| PROVIDED DATA |
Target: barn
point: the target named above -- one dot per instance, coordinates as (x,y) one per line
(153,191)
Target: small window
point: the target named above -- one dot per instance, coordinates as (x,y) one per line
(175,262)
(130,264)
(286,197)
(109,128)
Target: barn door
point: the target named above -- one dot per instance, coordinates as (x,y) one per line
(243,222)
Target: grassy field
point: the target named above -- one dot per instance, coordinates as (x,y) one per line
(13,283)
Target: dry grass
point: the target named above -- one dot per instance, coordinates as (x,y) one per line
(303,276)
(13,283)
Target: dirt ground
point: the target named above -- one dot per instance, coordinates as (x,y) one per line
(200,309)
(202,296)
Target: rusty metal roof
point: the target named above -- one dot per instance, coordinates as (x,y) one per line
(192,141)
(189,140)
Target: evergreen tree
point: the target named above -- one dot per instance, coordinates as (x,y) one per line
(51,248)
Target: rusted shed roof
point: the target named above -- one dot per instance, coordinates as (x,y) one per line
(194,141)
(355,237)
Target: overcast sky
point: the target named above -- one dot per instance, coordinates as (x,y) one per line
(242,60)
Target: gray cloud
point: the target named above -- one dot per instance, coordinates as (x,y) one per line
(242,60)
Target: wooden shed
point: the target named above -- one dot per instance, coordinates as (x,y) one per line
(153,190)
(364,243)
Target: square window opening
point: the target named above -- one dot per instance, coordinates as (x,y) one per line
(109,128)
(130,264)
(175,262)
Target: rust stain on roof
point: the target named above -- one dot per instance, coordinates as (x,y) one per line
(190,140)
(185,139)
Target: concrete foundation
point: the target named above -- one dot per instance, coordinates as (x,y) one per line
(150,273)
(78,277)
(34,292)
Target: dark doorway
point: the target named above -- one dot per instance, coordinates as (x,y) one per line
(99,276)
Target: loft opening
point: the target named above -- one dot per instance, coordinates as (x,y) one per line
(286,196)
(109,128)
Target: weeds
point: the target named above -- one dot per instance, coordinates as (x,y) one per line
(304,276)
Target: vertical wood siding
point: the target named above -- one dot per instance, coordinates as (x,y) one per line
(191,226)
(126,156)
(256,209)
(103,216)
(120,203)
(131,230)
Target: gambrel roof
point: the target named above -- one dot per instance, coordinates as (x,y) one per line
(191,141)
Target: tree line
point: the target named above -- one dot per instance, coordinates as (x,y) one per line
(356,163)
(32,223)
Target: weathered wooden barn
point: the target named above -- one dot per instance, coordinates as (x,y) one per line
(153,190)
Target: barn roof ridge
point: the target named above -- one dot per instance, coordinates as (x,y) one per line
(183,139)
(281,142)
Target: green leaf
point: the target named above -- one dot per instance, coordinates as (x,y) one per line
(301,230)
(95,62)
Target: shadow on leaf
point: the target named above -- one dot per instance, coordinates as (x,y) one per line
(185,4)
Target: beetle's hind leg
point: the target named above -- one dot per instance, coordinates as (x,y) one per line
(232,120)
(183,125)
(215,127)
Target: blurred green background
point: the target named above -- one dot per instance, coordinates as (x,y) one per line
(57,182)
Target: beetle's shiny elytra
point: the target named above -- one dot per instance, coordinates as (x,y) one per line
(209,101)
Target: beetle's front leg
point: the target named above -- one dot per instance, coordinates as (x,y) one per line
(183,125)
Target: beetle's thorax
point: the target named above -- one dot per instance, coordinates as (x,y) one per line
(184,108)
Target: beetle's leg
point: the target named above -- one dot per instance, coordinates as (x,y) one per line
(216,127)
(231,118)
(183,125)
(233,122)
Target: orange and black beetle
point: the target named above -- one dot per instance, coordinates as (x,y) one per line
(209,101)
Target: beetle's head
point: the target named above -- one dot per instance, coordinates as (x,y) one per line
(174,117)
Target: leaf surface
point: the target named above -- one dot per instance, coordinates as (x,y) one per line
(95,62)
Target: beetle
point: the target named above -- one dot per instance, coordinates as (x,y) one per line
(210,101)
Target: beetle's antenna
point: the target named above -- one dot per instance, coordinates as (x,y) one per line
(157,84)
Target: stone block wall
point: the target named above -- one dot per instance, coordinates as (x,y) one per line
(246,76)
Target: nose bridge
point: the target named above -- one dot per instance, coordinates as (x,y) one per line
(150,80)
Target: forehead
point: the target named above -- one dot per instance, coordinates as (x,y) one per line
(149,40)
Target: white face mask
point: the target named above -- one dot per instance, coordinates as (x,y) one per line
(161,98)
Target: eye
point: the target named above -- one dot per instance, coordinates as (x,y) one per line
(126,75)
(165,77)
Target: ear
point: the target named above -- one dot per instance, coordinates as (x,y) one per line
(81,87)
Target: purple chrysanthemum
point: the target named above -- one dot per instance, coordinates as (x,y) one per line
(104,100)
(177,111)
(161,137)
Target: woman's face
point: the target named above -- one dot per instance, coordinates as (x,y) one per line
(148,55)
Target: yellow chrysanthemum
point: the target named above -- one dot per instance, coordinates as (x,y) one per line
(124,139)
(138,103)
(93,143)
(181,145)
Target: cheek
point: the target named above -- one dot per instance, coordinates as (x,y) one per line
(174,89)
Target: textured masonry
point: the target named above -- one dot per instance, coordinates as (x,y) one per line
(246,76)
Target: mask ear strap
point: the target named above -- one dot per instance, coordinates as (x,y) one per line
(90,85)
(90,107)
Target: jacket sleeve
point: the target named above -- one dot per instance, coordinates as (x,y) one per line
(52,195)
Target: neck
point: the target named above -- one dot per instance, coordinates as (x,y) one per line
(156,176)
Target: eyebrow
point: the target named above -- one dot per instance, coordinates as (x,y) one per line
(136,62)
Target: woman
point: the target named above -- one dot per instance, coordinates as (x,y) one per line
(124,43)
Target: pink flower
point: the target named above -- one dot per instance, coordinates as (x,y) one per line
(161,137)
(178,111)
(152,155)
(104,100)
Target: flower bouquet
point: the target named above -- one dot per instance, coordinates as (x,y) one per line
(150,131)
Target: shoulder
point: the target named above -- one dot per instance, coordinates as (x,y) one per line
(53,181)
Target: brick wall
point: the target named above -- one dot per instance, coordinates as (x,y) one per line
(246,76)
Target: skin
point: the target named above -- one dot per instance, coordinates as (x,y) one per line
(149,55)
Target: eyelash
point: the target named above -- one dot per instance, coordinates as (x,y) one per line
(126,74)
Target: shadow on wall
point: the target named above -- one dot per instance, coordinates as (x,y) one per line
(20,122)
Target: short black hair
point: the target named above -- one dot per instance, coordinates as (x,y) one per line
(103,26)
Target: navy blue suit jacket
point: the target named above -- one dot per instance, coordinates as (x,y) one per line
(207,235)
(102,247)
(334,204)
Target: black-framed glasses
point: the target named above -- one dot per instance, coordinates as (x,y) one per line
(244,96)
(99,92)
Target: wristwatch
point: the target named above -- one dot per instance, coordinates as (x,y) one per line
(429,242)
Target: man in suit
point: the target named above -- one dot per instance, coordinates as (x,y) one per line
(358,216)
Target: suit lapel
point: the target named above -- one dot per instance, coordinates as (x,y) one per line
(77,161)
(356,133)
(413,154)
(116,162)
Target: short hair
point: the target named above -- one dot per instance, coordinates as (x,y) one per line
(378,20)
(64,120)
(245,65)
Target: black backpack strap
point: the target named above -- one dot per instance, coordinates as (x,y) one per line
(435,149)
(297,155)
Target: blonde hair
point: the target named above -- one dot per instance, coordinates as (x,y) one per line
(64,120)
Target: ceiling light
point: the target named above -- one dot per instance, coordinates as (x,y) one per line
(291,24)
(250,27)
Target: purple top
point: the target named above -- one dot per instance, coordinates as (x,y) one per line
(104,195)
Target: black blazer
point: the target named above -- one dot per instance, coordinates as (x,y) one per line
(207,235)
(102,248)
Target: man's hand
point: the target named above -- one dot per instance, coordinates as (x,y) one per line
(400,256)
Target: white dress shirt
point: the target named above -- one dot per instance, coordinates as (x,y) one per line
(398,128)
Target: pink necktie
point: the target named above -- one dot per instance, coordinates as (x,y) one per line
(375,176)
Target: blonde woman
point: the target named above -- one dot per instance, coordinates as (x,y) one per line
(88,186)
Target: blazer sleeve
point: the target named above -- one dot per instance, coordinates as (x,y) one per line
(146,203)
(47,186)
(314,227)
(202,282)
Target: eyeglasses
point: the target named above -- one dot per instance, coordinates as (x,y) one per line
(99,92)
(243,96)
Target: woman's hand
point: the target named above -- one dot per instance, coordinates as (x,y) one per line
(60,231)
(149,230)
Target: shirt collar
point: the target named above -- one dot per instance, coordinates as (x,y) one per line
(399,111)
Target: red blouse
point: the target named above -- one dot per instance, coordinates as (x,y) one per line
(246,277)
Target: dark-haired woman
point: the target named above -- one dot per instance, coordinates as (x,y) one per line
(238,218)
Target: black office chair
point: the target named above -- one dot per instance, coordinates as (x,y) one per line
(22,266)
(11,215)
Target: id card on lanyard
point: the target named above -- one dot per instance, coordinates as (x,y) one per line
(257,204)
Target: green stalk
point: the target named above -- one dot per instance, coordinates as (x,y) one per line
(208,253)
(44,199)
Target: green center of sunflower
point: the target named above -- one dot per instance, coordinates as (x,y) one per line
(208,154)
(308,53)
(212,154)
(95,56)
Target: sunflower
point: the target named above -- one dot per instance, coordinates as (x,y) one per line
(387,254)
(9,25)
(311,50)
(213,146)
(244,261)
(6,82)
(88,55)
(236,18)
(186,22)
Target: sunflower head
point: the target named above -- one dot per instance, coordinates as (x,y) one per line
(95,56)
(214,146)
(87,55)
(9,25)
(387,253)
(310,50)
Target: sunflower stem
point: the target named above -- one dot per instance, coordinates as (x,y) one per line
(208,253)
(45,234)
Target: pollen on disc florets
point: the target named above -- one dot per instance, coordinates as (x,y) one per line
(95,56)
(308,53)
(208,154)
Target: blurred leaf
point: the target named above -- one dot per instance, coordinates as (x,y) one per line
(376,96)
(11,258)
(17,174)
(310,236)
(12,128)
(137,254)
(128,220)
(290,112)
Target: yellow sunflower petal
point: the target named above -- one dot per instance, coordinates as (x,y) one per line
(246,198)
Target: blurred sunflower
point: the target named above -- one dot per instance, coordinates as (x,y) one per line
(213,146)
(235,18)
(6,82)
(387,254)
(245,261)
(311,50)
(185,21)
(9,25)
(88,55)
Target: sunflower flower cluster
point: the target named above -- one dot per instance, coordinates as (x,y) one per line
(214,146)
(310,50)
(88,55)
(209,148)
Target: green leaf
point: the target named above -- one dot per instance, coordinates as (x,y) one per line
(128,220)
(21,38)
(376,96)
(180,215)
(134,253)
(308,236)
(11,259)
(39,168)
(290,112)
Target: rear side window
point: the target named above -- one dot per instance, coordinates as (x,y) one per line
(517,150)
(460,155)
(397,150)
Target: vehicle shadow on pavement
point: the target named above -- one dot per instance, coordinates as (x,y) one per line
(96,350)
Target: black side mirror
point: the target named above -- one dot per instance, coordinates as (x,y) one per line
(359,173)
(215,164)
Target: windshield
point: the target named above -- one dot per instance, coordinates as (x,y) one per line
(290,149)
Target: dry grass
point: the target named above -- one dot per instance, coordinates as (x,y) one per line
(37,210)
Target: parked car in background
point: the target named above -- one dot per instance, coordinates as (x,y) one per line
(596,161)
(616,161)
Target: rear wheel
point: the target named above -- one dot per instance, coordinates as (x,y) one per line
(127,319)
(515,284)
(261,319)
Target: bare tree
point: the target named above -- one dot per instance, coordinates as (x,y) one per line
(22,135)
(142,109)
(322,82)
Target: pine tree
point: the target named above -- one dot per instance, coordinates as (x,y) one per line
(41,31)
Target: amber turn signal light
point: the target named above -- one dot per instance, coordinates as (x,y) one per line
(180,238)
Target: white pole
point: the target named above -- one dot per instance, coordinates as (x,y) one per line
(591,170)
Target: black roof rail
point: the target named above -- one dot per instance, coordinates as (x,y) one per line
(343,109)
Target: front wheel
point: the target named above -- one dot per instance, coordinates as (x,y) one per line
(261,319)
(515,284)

| DO THIS |
Beginning at the line containing "Target: windshield", repeat each line exactly through the last line of the entries, and include no other lines.

| FULL RESPONSE |
Target: windshield
point: the target named above -- one dot per instance, coordinates as (x,y) one per line
(290,149)
Target: dry grass
point: the target named above -- one dot per instance, coordinates as (x,y) one per line
(37,210)
Target: parked car in background
point: the target named above -- one dot per instance, coordinates as (x,y) one per line
(596,161)
(616,161)
Target: rear wheel
point: the target named above -- one dot per instance, coordinates as (x,y) one per line
(127,319)
(515,284)
(261,319)
Target: bare tree
point: the target named above -- one dot per instance, coordinates as (x,y) one per line
(22,135)
(142,109)
(322,82)
Target: pine tree
point: the target named above -- one dot per instance, coordinates as (x,y) one per line
(41,31)
Target: amber turn signal light
point: the target named above -- one dot per instance, coordinates as (x,y) one per line
(180,238)
Target: white pole
point: the target named above -- one dot per instance, coordinates as (x,y) one per line
(591,170)
Target: black roof rail
point: the target named above -- one dot per instance, coordinates as (x,y) one per line
(343,109)
Target: front wheel
point: the target named above -- one dot per instance, coordinates as (x,y) one per line
(261,319)
(515,284)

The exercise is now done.